EXCERPTED TEXT –
════════
Few traces remain of the Allen County Poor Farm. Some descriptions set the scene as idyllic with peach and apple trees, but the 'inmates' often came from bleak situations.
What social and moral duties we have toward the poor, the disabled and the elderly are perennial questions, but perhaps surprisingly, they dominated public discussion when Kansas was in its infancy.
One finds an answer to such questions, or at least its remnants, about four miles north of Iola on farmland once known as the Allen County Home, or as it was known by most, the Allen County Poor Farm.
Today, few traces remain, including building foundations, a dance floor, a pond built by the Works Progress Administration (WPA) and several metal crosses reportedly demarcating a cemetery.
Not to mention the ghosts, whose sadness and emptiness seem to echo on the prairie wind.
There are references to the poor farm as early as the late 1860s, when the editor of the Register advocated “that such a farm should be at once put in operation.”
Rather than any ethical argument, they simply pointed to the cheap cost of land, and contended that the institution might not only be self-sustaining but even profitable.
Such appeals must have worked, for by March 1872 county commissioners passed a resolution stating that “all paupers and charges upon Allen County, shall be conveyed to and placed in the care and custody of the Superintendent of the Asylum, for the poor of Allen County.”
Soon after, an idyllic scene emerges. A caring physician named Driscol had taken charge, new buildings popped up and the peach and apple trees were blooming.
By 1911, someone “who visited the poor farm … suggested the name of the farm be changed. Halting at the gate of the well-kept farm, surveying the broad acres green with growing grass and gardens, stocked with fine fat cattle, hogs and chickens, he commented it was more like a pleasant country home.”
Yet many starkly contrasting reports exist, such as a mention in the 1927 Register to the effect that: “trustees and others should not misrepresent the accommodations of the poor house. There are no changes of clothing kept for the inmates, nor is the house kept as a first class hotel. Some who have recently taken lodgings there are said to be sorely disappointed.”
Standing in the pasture south of the farm, watching the storm clouds gather, I found myself wishing someone remained to provide a picture of what life had truly been like there, to say whether the peach trees had made up for any shame, mistreatment or other indignities that might have come along with them.
════════
SUPPLIED RECORDS –
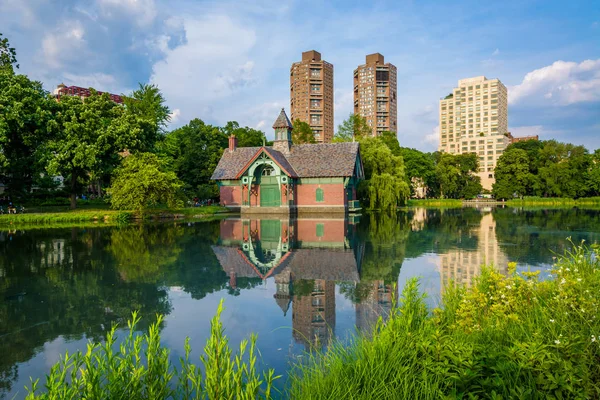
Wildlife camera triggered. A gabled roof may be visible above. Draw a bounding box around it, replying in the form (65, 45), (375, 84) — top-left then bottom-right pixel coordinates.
(287, 142), (358, 178)
(273, 108), (293, 129)
(211, 141), (359, 180)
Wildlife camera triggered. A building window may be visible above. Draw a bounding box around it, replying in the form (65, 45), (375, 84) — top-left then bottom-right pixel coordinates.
(317, 188), (325, 203)
(317, 224), (325, 237)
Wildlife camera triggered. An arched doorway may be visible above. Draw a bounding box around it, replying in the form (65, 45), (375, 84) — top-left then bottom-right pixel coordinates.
(254, 164), (281, 207)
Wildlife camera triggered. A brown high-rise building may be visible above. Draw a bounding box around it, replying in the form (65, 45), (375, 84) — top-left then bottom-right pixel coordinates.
(290, 50), (333, 143)
(354, 53), (398, 136)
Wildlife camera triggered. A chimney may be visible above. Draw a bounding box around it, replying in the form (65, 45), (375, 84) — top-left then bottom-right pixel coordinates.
════════
TASK INSTRUCTIONS –
1. In the Allen County Poor Farm piece, change "county commissioners" to "county officials" and give the passage from "Not to mention" up to and including "trees were blooming.".
2. Write what comes next in the Allen County Poor Farm piece, picking up after its last sentence.

OUTPUTS FOR THE TASKS –
1.
Not to mention the ghosts, whose sadness and emptiness seem to echo on the prairie wind.
There are references to the poor farm as early as the late 1860s, when the editor of the Register advocated “that such a farm should be at once put in operation.”
Rather than any ethical argument, they simply pointed to the cheap cost of land, and contended that the institution might not only be self-sustaining but even profitable.
Such appeals must have worked, for by March 1872 county officials passed a resolution stating that “all paupers and charges upon Allen County, shall be conveyed to and placed in the care and custody of the Superintendent of the Asylum, for the poor of Allen County.”
Soon after, an idyllic scene emerges. A caring physician named Driscol had taken charge, new buildings popped up and the peach and apple trees were blooming.

2.
Indeed, one dreams “inmate” eyes watching farm buildings burning at various points across the years, and wonders if they were accompanied by sorrow or strange elation, feelings of vindication by those pushed to the margins of society for being “abnormal.”
SO WHO were some of the “inmates” at the poor farm tended to by “the overseer,” those who had been categorically prevented from participating in society and perhaps disciplined and punished in the name of remaking who they were?
The infamous Daniel Boomhover was tried for insanity in 1876. “The jury returned a verdict of ‘unsound mind,’ but failed to find him a fit subject for the insane asylum. He was sent to the county poor farm.”
Ellen Freet was a 50-year-old woman whose health had been failing rapidly and had no place else to go.
Richard White, too, had been quite ill for some time, “with a decided disposition to dropsy.” He died on the farm at age 63.
What is most remarkable about these entries is the fact that they exist at all, and list proper names, as concerns over privacy would later make any records of this kind quite scant.
What few entries do exist, however, fascinate and draw us in, often calling us to weep as well as occasionally laugh.
One such unintentionally humorous note reads: “Humboldt Township sent 17 out of the 32 inmates of the poor farm, during the past four years. Just a little over half the total number from one township looks curious.”
Other cases are far more bleak, such as case after case where young mothers in poverty (often abandoned) are noted as giving birth there, or “foster” children who were forced to take up residence and eventually be “bound out.”
There was also significant heartbreak and anger afoot, such as in 1900 when “Oscar Eckler was found in the billiard hall playing pool. It was discovered he had yet to pick up his three children, (ages) 3, 6, 8, from the poor farm and so Allen County still pays the board for the family.”
Eckler was later convicted of child abandonment.
Perhaps the most detailed description of any “inmate,” though, is connected to Frone Wetke.
Wetke was found in a barn near Humboldt, and could neither speak English nor explain himself and his circumstances.
All anyone could get out of him was that he’d perhaps escaped from military service in another country.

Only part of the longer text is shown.